» AIM: Pick out each line of the material below that contains the string "wooden", and copy those lines in their original order.

» RECORDS TO PROCESS:
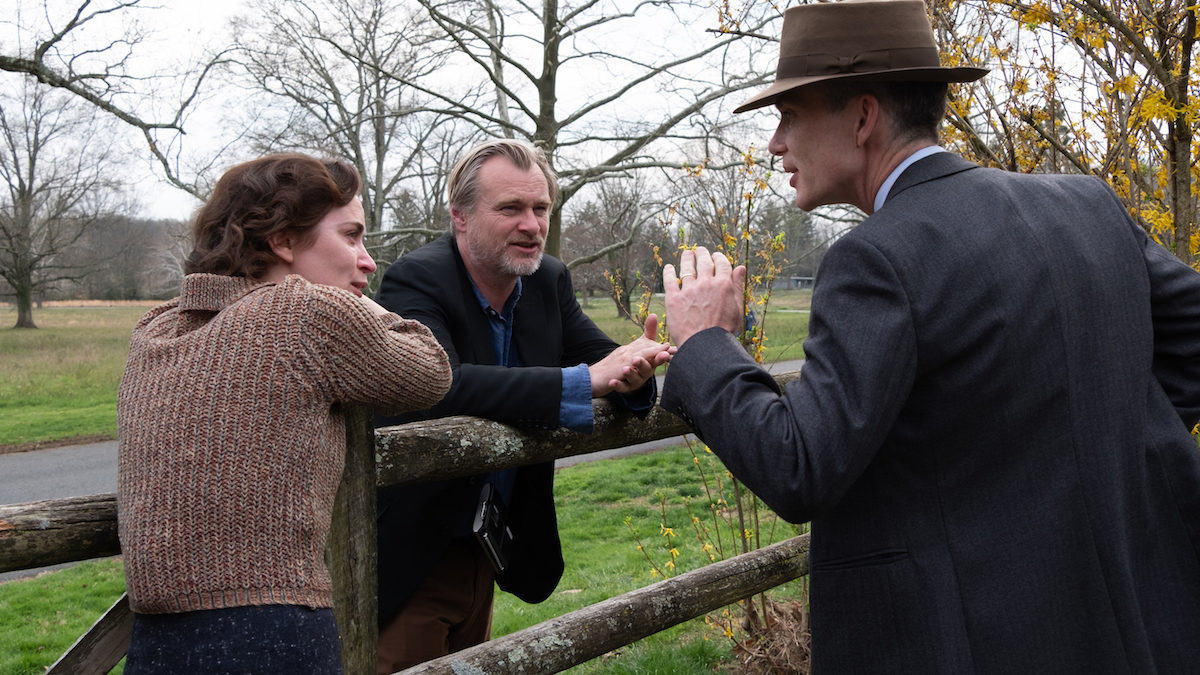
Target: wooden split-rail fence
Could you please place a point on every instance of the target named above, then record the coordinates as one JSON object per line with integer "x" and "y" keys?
{"x": 57, "y": 531}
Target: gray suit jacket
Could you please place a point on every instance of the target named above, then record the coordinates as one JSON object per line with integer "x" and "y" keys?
{"x": 990, "y": 435}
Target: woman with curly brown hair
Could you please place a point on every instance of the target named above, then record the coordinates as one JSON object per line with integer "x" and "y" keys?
{"x": 231, "y": 424}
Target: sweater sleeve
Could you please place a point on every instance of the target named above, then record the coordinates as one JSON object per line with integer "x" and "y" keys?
{"x": 390, "y": 363}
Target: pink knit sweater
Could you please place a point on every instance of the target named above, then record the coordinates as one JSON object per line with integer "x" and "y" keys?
{"x": 232, "y": 435}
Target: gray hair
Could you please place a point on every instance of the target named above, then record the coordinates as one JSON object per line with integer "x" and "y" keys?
{"x": 463, "y": 184}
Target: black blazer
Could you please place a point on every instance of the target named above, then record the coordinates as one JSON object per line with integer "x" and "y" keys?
{"x": 550, "y": 332}
{"x": 990, "y": 434}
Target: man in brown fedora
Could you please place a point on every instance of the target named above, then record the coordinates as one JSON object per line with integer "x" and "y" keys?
{"x": 991, "y": 431}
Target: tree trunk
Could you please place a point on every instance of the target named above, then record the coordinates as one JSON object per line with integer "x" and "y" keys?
{"x": 24, "y": 306}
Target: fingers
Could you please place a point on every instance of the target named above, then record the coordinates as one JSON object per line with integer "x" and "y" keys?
{"x": 652, "y": 327}
{"x": 703, "y": 263}
{"x": 688, "y": 262}
{"x": 738, "y": 275}
{"x": 721, "y": 264}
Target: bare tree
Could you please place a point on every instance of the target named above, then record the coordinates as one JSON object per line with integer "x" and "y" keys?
{"x": 90, "y": 51}
{"x": 61, "y": 177}
{"x": 318, "y": 63}
{"x": 611, "y": 234}
{"x": 600, "y": 87}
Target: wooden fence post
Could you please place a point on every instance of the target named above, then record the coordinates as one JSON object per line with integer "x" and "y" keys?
{"x": 351, "y": 554}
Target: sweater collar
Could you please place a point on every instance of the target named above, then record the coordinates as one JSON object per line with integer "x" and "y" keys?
{"x": 215, "y": 292}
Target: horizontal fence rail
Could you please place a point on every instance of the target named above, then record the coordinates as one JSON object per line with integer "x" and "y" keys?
{"x": 581, "y": 635}
{"x": 55, "y": 531}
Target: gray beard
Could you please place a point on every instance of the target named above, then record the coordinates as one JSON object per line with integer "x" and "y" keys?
{"x": 498, "y": 261}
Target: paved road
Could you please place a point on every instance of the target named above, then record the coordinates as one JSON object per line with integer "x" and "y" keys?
{"x": 91, "y": 470}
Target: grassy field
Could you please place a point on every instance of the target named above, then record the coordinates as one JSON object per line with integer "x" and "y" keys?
{"x": 43, "y": 616}
{"x": 59, "y": 382}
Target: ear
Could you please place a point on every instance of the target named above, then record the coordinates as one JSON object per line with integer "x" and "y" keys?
{"x": 868, "y": 115}
{"x": 282, "y": 248}
{"x": 460, "y": 220}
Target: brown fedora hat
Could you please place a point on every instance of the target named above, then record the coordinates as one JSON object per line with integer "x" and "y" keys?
{"x": 865, "y": 40}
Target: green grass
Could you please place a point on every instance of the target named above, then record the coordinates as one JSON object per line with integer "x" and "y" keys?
{"x": 59, "y": 382}
{"x": 43, "y": 616}
{"x": 786, "y": 322}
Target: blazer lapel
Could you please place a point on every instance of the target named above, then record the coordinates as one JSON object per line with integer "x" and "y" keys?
{"x": 529, "y": 327}
{"x": 933, "y": 167}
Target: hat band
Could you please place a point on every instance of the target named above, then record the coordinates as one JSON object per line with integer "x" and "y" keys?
{"x": 811, "y": 65}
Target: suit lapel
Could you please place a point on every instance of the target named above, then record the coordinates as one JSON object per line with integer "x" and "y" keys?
{"x": 529, "y": 327}
{"x": 479, "y": 329}
{"x": 933, "y": 167}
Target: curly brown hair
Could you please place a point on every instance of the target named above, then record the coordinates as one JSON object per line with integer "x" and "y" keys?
{"x": 257, "y": 199}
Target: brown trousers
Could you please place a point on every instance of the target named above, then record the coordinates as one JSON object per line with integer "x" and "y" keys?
{"x": 449, "y": 611}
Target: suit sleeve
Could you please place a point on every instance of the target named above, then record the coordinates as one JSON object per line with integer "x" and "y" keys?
{"x": 803, "y": 448}
{"x": 1175, "y": 310}
{"x": 585, "y": 342}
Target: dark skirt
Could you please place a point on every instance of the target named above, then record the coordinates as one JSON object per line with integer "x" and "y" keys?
{"x": 257, "y": 640}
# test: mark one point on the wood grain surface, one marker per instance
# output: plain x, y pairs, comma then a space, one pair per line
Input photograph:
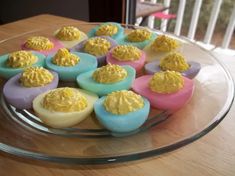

» THE ANSWER:
Target: wooden split-rail fence
Target: wooden fence post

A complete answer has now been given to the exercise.